- [TEXT SHOWN]
London, November 2, 1999
Editorial Kosovo's
Corpse Count How many bodies make
a genocide? THE forensic experts
who have been in Kosovo since Nato's
bombing campaign ended in June, unearthing
grisly evidence of mass murder that Nato's
wartime reports indicated, are reaching a
surprising conclusion. The number of ethnic Albanians murdered
or executed during the springtime
hostilities may be lower than at first
suspected -- perhaps in the hundreds, not
tens of thousands. The good-hearted might
treat this as cause for rejoicing. Instead
it has been taken up as a stick with which
to beat Nato. Critics suggest that Nato
officials deliberately made up the
accusation that the Yugoslav President,
Slobodan Milosevic, planned the
destruction of Kosovo Albanians. The
accusation of genocide was sometimes used
as moral justification for intervention.
If it is not now backed by vast numbers of
mass graves, critics allege that those who
backed Nato were the victims of a con
trick. The
picture that Nato officials painted during
the war of events inside Kosovo was,
legitimately, as dark as available
information permitted. The US Defence
Secretary, William Cohen, said that
up to 100,000 Albanians had been killed by
the Yugoslav military. Geoff Hoon,
then Minister of State at the Foreign
Office, said that 10,000 had been killed.

- [EXERCISE 1] Retype the Kosovo editorial from "If it is not" to "had been killed.".
- [EXERCISE 2] Condense the paragraph of the Kosovo editorial beginning "THE forensic experts" into a shorter version that keeps its main facts.

- [RECORDS SUPPLIED]
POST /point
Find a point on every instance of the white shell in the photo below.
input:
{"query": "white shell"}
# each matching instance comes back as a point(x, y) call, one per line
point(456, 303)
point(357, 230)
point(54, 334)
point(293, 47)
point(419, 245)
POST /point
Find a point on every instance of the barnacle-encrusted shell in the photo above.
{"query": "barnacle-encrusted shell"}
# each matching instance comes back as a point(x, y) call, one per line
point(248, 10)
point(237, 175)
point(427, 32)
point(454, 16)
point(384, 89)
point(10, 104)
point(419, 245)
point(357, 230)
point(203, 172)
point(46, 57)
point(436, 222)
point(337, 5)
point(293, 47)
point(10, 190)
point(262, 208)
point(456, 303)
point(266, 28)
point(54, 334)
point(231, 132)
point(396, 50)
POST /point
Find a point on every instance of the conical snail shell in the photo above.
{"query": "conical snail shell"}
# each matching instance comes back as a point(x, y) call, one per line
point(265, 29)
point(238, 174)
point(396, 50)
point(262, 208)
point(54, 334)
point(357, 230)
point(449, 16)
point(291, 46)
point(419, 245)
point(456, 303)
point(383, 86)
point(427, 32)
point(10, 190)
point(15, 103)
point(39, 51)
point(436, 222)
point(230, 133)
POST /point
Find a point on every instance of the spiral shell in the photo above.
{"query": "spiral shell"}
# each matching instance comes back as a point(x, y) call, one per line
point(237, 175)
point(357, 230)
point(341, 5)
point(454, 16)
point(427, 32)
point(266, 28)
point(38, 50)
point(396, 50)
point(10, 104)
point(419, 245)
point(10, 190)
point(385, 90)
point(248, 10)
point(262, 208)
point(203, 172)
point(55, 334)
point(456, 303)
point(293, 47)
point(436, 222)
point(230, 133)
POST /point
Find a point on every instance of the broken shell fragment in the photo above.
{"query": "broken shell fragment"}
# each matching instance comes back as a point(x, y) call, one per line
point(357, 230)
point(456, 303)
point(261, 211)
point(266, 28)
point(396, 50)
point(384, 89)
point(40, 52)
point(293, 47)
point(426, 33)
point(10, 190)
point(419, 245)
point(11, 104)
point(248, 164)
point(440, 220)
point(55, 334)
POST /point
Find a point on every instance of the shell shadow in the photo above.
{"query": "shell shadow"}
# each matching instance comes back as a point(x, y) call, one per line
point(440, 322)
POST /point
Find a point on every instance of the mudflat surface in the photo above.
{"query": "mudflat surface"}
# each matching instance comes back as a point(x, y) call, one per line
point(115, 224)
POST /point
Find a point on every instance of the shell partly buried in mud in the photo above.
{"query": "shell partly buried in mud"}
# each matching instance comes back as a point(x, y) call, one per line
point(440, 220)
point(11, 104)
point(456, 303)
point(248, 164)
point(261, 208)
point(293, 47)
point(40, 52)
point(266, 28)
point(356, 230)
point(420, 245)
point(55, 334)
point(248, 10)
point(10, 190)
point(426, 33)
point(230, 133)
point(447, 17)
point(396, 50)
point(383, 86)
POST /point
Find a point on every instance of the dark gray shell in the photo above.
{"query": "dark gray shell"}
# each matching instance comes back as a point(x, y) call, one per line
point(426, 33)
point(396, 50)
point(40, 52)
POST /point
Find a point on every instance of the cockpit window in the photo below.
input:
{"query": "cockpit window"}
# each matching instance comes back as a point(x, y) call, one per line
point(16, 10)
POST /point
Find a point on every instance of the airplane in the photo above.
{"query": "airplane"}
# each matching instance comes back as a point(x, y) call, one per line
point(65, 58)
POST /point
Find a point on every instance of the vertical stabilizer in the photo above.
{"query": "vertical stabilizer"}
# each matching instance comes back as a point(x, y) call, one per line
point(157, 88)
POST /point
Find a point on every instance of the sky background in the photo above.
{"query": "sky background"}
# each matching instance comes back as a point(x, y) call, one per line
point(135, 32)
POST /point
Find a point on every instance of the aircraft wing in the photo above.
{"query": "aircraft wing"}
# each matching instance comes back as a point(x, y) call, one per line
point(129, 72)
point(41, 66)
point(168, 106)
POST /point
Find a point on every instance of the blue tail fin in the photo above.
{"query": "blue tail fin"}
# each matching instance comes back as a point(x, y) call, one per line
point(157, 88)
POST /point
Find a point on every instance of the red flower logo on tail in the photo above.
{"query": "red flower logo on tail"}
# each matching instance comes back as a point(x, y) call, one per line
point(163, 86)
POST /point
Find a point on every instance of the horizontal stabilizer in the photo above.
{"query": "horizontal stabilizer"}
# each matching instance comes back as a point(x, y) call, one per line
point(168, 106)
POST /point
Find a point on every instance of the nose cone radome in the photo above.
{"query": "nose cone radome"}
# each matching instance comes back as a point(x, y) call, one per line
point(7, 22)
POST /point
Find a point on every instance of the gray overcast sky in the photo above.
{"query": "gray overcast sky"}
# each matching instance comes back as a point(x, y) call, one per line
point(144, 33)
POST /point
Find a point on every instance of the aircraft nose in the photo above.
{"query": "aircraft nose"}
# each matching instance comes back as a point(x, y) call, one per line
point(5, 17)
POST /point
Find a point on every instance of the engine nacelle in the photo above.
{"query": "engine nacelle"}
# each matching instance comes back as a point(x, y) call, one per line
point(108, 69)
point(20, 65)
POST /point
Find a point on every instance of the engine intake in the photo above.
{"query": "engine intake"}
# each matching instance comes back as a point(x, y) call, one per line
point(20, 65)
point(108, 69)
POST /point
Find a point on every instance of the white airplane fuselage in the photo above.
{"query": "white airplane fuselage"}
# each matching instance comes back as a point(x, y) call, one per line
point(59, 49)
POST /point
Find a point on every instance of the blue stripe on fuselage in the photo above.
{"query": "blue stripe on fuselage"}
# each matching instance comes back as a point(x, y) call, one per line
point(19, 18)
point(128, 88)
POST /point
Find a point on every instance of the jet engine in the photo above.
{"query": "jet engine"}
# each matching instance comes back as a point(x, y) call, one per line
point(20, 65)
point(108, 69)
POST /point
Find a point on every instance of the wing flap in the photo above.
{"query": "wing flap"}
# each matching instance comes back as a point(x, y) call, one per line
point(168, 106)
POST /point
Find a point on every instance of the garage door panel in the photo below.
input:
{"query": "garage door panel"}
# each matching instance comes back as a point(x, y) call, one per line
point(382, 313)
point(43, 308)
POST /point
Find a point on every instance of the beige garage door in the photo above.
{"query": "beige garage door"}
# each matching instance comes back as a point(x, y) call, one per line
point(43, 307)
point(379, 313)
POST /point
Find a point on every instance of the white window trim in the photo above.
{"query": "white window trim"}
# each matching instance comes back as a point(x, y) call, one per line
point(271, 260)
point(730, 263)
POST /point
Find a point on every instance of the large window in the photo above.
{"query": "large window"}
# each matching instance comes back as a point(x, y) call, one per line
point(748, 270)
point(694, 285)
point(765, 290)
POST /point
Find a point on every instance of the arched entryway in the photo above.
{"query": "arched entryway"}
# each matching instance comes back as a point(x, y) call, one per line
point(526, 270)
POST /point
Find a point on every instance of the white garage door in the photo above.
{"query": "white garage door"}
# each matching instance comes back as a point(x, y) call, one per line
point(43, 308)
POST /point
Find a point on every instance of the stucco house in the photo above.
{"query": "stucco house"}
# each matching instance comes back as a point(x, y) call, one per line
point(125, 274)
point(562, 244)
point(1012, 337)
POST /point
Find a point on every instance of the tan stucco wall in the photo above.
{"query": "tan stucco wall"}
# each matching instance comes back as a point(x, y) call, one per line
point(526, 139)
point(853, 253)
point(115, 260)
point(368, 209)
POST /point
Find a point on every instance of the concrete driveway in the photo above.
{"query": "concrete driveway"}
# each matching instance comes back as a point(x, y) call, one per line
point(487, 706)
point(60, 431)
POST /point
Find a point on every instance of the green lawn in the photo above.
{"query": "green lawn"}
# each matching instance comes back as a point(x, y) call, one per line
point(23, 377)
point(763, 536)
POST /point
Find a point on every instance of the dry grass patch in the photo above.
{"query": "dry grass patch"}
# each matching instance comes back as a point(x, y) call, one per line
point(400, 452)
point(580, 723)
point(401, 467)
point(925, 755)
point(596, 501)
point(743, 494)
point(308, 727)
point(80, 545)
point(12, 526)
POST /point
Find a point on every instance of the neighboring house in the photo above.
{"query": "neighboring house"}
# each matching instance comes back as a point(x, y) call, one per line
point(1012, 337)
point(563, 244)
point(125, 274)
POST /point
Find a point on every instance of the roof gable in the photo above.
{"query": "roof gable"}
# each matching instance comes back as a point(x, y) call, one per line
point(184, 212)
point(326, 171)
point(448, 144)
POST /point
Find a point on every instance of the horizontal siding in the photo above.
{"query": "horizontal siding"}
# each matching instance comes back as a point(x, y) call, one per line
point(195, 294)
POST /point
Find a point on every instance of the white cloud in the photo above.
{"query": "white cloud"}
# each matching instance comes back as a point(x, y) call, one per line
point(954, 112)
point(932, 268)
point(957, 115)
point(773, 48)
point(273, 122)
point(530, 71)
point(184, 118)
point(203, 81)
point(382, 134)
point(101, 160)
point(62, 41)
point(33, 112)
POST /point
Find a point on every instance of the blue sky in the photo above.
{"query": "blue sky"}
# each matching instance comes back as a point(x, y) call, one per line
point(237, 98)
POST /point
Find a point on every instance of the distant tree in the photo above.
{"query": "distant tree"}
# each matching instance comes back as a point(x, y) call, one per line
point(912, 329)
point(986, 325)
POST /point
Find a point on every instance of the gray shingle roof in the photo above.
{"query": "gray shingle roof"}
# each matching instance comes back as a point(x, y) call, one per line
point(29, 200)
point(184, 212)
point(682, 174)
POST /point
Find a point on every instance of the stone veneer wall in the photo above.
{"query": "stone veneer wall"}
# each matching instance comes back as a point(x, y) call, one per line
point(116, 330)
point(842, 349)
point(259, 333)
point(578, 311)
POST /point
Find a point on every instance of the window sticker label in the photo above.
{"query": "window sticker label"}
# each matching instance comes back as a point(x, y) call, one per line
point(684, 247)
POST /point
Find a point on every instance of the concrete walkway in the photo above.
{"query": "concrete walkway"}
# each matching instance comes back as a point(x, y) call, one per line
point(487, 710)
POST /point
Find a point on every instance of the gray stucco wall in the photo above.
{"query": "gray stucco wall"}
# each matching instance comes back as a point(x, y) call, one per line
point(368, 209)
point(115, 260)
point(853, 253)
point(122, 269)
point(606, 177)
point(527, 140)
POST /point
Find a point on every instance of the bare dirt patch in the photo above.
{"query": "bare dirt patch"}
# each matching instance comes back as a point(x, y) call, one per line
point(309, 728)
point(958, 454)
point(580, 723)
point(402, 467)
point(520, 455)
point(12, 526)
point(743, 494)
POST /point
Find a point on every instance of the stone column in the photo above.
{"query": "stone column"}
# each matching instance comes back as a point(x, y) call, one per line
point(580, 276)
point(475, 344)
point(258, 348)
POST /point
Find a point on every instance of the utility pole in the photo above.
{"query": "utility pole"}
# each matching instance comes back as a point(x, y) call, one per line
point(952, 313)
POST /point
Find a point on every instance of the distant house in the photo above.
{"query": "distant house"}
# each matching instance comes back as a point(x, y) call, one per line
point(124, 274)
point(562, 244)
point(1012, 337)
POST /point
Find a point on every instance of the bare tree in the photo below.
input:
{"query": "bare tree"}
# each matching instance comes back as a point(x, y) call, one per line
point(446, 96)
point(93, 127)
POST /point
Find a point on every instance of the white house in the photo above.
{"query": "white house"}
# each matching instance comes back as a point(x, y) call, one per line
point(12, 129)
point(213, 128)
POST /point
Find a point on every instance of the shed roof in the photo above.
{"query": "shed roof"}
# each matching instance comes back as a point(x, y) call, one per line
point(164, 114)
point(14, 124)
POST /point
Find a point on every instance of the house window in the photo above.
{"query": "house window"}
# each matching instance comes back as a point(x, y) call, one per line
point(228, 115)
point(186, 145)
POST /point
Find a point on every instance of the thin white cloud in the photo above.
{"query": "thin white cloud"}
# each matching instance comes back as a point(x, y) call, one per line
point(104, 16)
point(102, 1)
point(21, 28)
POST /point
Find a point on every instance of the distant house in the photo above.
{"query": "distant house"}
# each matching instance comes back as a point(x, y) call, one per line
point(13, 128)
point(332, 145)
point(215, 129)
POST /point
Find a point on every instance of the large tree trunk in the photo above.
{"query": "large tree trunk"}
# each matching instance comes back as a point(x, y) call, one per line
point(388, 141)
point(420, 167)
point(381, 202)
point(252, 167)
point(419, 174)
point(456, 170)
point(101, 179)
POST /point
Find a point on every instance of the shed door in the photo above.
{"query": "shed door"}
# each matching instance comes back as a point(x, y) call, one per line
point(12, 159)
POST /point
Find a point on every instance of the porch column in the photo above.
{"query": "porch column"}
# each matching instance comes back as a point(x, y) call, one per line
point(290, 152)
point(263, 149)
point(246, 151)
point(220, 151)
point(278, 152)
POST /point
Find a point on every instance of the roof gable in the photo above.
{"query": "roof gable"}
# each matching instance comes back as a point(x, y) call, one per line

- [PROBLEM SOLUTION 1]
If it is not now backed by vast numbers of
mass graves, critics allege that those who
backed Nato were the victims of a con
trick. The
picture that Nato officials painted during
the war of events inside Kosovo was,
legitimately, as dark as available
information permitted. The US Defence
Secretary, William Cohen, said that
up to 100,000 Albanians had been killed by
the Yugoslav military. Geoff Hoon,
then Minister of State at the Foreign
Office, said that 10,000 had been killed.

- [PROBLEM SOLUTION 2] Forensic experts working in Kosovo since Nato's bombing ended in June are finding that the number of ethnic Albanians murdered or executed in the spring hostilities may be in the hundreds, not the tens of thousands. Rather than welcoming this, critics use it against Nato. They suggest Nato officials invented the claim that Slobodan Milosevic planned to destroy the Kosovo Albanians. Because genocide was sometimes cited as moral justification for intervention, critics say that without vast numbers of mass graves, Nato's backers were victims of a con trick.